DOCUMENT EXCERPT:
________________

Buying A House

Is home ownership right for you?

Buying a home is the largest purchase most people will ever make. Homeownership has great benefits. Homeownership also comes with certain responsibilities.

Are you ready for homeownership? Look at your current situation and determine if:

  • You have a steady, reliable source of income and a steady employment history for at least two years.
  • You have a credit history.
  • Your total debt is manageable and you can afford to take on the costs associated with homeownership.
  • You have money saved for a down payment and closing costsor you have access to other sources of funds, such as an employment bonus, tax refund, or a gift from a relative.

Think about your future plans that might affect your ability to manage the costs of homeownership.

  • Consider whether you need to make lifestyle changes that might include not taking expensive vacations or purchasing luxury cars, and dining out less.
  • Consider the costs of a growing family when looking at your homeownership budget.
  • Consider whether your future plans might include a wedding or college education for yourself or your children.

And remember, the mortgage is not the only expense you need to consider. Homeownership comes with other potential budget items such as repairs, maintenance, taxes, landscaping, etc.

Once you fully understand your current situation, your future plans, and the big picture in terms of homeownership, it’s important to look at the pros and cons of homeownership to make the best decision for you and your family.

________________

EXTRACTED RECORDS:
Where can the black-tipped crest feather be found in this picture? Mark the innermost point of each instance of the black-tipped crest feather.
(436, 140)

________________

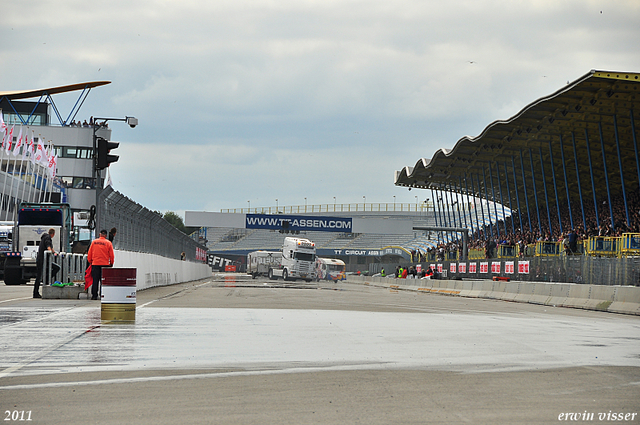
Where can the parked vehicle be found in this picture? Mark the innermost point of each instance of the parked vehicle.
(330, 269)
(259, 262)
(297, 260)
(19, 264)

________________

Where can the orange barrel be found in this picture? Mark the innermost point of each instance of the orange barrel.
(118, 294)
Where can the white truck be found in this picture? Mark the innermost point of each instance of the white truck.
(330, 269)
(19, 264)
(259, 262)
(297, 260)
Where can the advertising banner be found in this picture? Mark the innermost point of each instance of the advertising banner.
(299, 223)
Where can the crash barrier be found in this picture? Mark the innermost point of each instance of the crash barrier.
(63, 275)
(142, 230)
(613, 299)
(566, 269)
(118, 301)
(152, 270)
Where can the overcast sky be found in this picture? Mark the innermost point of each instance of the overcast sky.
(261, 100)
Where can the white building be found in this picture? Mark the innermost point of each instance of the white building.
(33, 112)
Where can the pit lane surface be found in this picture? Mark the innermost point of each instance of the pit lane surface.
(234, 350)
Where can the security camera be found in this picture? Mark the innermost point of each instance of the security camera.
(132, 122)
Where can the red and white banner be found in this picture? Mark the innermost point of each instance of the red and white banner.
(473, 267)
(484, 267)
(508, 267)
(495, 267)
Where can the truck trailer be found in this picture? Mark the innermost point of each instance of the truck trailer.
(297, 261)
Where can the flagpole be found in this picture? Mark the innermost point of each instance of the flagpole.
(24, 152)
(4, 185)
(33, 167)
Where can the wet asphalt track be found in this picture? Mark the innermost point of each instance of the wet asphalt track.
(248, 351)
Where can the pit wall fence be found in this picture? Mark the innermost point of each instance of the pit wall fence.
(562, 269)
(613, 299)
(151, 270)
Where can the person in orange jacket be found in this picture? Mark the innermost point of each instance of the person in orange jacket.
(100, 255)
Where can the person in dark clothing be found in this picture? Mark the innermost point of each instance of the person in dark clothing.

________________

AIM:
Quote the entire passage on buying a house from above, word for word.

WORKED SOLUTION:
Buying A House

Is home ownership right for you?

Buying a home is the largest purchase most people will ever make. Homeownership has great benefits. Homeownership also comes with certain responsibilities.

Are you ready for homeownership? Look at your current situation and determine if:

  • You have a steady, reliable source of income and a steady employment history for at least two years.
  • You have a credit history.
  • Your total debt is manageable and you can afford to take on the costs associated with homeownership.
  • You have money saved for a down payment and closing costsor you have access to other sources of funds, such as an employment bonus, tax refund, or a gift from a relative.

Think about your future plans that might affect your ability to manage the costs of homeownership.

  • Consider whether you need to make lifestyle changes that might include not taking expensive vacations or purchasing luxury cars, and dining out less.
  • Consider the costs of a growing family when looking at your homeownership budget.
  • Consider whether your future plans might include a wedding or college education for yourself or your children.

And remember, the mortgage is not the only expense you need to consider. Homeownership comes with other potential budget items such as repairs, maintenance, taxes, landscaping, etc.

Once you fully understand your current situation, your future plans, and the big picture in terms of homeownership, it’s important to look at the pros and cons of homeownership to make the best decision for you and your family.